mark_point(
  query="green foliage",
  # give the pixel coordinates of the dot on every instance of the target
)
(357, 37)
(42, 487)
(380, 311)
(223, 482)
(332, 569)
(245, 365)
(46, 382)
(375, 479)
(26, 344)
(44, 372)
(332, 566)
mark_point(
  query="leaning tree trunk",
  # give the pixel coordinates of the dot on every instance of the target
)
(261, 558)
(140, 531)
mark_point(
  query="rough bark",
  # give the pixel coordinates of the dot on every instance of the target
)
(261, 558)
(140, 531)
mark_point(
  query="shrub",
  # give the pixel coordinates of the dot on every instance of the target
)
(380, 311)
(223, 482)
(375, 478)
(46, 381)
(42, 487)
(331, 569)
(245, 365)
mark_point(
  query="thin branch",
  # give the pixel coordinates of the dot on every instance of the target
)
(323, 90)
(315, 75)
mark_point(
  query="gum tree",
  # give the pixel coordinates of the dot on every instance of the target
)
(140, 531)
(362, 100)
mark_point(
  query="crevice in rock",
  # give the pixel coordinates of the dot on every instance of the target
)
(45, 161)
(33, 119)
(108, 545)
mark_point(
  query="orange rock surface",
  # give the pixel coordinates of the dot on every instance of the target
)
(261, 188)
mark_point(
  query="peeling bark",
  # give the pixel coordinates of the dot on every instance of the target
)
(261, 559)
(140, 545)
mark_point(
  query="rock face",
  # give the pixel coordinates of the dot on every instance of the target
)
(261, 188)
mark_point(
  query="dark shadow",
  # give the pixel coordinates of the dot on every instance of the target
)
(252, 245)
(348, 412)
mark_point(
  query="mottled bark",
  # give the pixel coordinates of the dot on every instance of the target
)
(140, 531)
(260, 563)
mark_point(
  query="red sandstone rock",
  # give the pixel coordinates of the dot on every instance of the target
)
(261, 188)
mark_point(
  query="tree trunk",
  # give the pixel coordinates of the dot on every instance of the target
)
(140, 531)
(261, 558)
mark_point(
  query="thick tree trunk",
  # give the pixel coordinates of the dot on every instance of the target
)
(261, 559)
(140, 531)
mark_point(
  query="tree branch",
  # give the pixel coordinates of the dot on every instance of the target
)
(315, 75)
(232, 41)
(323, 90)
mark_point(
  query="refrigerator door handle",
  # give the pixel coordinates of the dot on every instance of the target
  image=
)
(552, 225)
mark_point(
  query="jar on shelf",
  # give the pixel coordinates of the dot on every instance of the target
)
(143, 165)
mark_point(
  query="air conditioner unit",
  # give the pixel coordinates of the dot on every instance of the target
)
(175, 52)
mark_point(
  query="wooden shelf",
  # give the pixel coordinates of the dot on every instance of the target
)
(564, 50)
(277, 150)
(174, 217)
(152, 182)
──────────────────────────────
**Exercise goal:**
How many lines in the data above contain the string "branch"? Matching is case-sensitive, and the reply should be the number alone.

**Worked answer:**
2